● **Exercise**
Return every record verbatim, omitting all pictures.

● **Material for this exercise**
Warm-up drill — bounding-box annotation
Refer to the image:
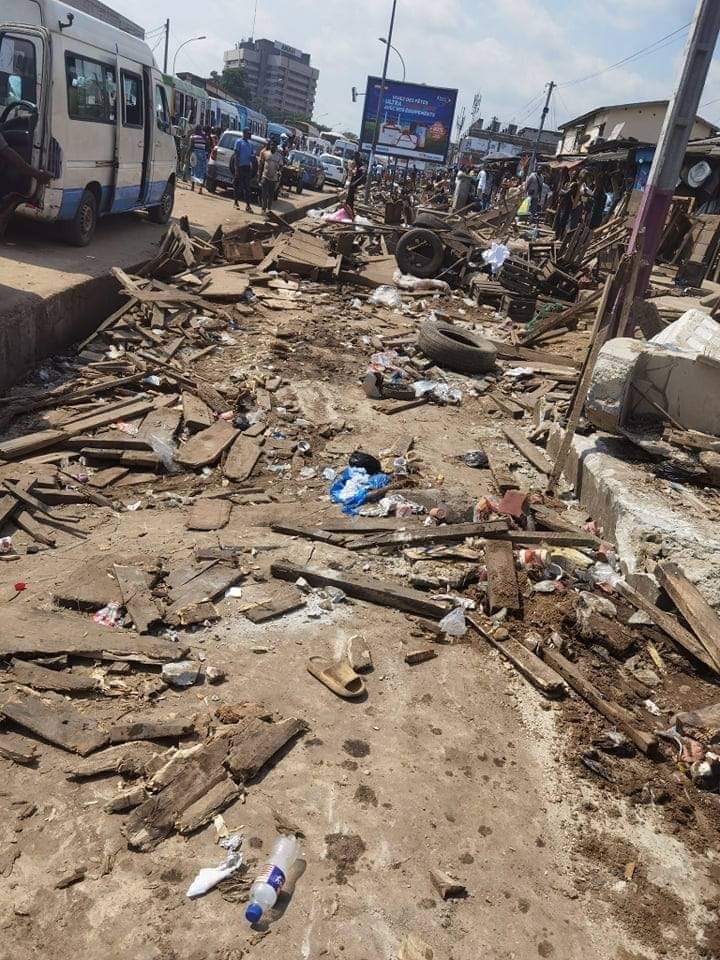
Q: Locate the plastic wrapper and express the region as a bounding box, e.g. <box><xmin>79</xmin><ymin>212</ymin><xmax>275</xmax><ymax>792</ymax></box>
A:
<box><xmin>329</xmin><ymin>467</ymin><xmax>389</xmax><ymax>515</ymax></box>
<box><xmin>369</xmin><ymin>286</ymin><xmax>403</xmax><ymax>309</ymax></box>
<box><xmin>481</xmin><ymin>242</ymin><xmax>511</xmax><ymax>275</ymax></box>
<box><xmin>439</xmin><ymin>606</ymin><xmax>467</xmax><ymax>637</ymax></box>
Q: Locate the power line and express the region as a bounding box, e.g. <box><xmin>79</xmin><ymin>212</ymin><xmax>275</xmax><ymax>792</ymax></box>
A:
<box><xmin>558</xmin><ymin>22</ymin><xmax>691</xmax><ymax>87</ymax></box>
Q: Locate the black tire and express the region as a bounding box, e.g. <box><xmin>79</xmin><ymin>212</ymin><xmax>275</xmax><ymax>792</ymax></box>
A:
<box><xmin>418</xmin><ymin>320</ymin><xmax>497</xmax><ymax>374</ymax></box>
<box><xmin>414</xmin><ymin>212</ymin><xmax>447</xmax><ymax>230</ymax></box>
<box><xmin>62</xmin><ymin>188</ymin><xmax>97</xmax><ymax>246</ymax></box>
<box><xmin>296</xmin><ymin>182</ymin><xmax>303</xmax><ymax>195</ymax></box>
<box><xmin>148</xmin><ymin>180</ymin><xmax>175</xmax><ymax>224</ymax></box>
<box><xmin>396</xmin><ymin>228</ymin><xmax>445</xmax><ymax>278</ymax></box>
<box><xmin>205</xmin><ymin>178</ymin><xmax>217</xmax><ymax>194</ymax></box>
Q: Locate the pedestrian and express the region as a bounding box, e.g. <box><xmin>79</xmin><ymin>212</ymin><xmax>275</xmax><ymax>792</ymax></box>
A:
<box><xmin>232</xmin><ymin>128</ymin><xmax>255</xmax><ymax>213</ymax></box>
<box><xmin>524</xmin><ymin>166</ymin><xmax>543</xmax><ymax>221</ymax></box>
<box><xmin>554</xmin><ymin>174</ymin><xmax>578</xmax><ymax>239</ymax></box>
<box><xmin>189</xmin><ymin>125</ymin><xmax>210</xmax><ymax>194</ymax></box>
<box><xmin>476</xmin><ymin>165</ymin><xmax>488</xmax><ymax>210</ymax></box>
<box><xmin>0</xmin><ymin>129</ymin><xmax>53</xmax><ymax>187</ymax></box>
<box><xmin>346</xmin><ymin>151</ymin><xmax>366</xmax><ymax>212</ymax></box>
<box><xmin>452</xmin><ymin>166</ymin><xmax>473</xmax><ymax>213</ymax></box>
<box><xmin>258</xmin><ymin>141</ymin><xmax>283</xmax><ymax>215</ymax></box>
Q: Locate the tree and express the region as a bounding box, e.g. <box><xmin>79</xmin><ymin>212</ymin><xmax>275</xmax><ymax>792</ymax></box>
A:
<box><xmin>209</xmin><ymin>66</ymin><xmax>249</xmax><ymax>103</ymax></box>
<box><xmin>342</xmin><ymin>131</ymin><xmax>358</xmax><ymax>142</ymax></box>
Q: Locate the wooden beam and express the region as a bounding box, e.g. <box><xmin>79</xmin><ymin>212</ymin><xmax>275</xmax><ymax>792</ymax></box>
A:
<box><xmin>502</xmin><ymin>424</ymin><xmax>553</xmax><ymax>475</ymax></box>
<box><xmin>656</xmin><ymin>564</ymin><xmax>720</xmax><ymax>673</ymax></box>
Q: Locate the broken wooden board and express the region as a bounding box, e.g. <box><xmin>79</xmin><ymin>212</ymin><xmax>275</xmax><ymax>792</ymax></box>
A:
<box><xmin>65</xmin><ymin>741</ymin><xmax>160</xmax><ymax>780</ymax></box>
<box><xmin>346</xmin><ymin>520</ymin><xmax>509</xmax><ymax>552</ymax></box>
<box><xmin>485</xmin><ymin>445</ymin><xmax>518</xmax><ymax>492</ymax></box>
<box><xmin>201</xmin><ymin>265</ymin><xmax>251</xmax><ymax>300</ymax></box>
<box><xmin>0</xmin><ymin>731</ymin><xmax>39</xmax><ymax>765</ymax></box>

● **Task response**
Warm-up drill — bounding-box annotation
Refer to the image:
Q: Locate the plastic wrapper and express the region as a bounding box, e.g. <box><xmin>79</xmin><ymin>212</ymin><xmax>275</xmax><ymax>792</ymax></box>
A:
<box><xmin>329</xmin><ymin>467</ymin><xmax>389</xmax><ymax>515</ymax></box>
<box><xmin>369</xmin><ymin>286</ymin><xmax>403</xmax><ymax>309</ymax></box>
<box><xmin>481</xmin><ymin>242</ymin><xmax>511</xmax><ymax>275</ymax></box>
<box><xmin>439</xmin><ymin>606</ymin><xmax>467</xmax><ymax>637</ymax></box>
Q: Locate the power line and express the region as a bounding box, e.g. <box><xmin>79</xmin><ymin>212</ymin><xmax>275</xmax><ymax>792</ymax></box>
A:
<box><xmin>558</xmin><ymin>22</ymin><xmax>691</xmax><ymax>87</ymax></box>
Q: Locate the black tire and express the region as a bounding box, e.g. <box><xmin>79</xmin><ymin>212</ymin><xmax>275</xmax><ymax>792</ymax></box>
A:
<box><xmin>418</xmin><ymin>320</ymin><xmax>497</xmax><ymax>374</ymax></box>
<box><xmin>414</xmin><ymin>212</ymin><xmax>447</xmax><ymax>230</ymax></box>
<box><xmin>62</xmin><ymin>188</ymin><xmax>97</xmax><ymax>246</ymax></box>
<box><xmin>296</xmin><ymin>182</ymin><xmax>303</xmax><ymax>195</ymax></box>
<box><xmin>148</xmin><ymin>180</ymin><xmax>175</xmax><ymax>224</ymax></box>
<box><xmin>396</xmin><ymin>228</ymin><xmax>445</xmax><ymax>278</ymax></box>
<box><xmin>205</xmin><ymin>178</ymin><xmax>217</xmax><ymax>194</ymax></box>
Q: Locate the pedestrian and express the region as a bounding box, e.g. <box><xmin>79</xmin><ymin>212</ymin><xmax>275</xmax><ymax>792</ymax></box>
A:
<box><xmin>232</xmin><ymin>128</ymin><xmax>255</xmax><ymax>213</ymax></box>
<box><xmin>524</xmin><ymin>166</ymin><xmax>543</xmax><ymax>221</ymax></box>
<box><xmin>554</xmin><ymin>174</ymin><xmax>578</xmax><ymax>239</ymax></box>
<box><xmin>189</xmin><ymin>125</ymin><xmax>210</xmax><ymax>194</ymax></box>
<box><xmin>476</xmin><ymin>165</ymin><xmax>488</xmax><ymax>210</ymax></box>
<box><xmin>0</xmin><ymin>129</ymin><xmax>53</xmax><ymax>187</ymax></box>
<box><xmin>346</xmin><ymin>151</ymin><xmax>366</xmax><ymax>212</ymax></box>
<box><xmin>452</xmin><ymin>166</ymin><xmax>473</xmax><ymax>213</ymax></box>
<box><xmin>258</xmin><ymin>141</ymin><xmax>283</xmax><ymax>215</ymax></box>
Q: Locate the tree and express the region as a bounding box, e.g. <box><xmin>79</xmin><ymin>212</ymin><xmax>275</xmax><ymax>792</ymax></box>
A:
<box><xmin>209</xmin><ymin>66</ymin><xmax>249</xmax><ymax>103</ymax></box>
<box><xmin>342</xmin><ymin>131</ymin><xmax>358</xmax><ymax>142</ymax></box>
Q: Locate the wooden beam and express the region as a bounding box, e.g. <box><xmin>79</xmin><ymin>212</ymin><xmax>275</xmax><ymax>792</ymax></box>
A:
<box><xmin>502</xmin><ymin>424</ymin><xmax>553</xmax><ymax>475</ymax></box>
<box><xmin>656</xmin><ymin>564</ymin><xmax>720</xmax><ymax>673</ymax></box>
Q: Locate the broken wooden board and express the region as a bounding box, e.g. <box><xmin>79</xmin><ymin>212</ymin><xmax>275</xmax><ymax>792</ymax></box>
A:
<box><xmin>65</xmin><ymin>741</ymin><xmax>160</xmax><ymax>780</ymax></box>
<box><xmin>346</xmin><ymin>520</ymin><xmax>509</xmax><ymax>552</ymax></box>
<box><xmin>485</xmin><ymin>445</ymin><xmax>518</xmax><ymax>492</ymax></box>
<box><xmin>201</xmin><ymin>265</ymin><xmax>251</xmax><ymax>300</ymax></box>
<box><xmin>0</xmin><ymin>731</ymin><xmax>39</xmax><ymax>765</ymax></box>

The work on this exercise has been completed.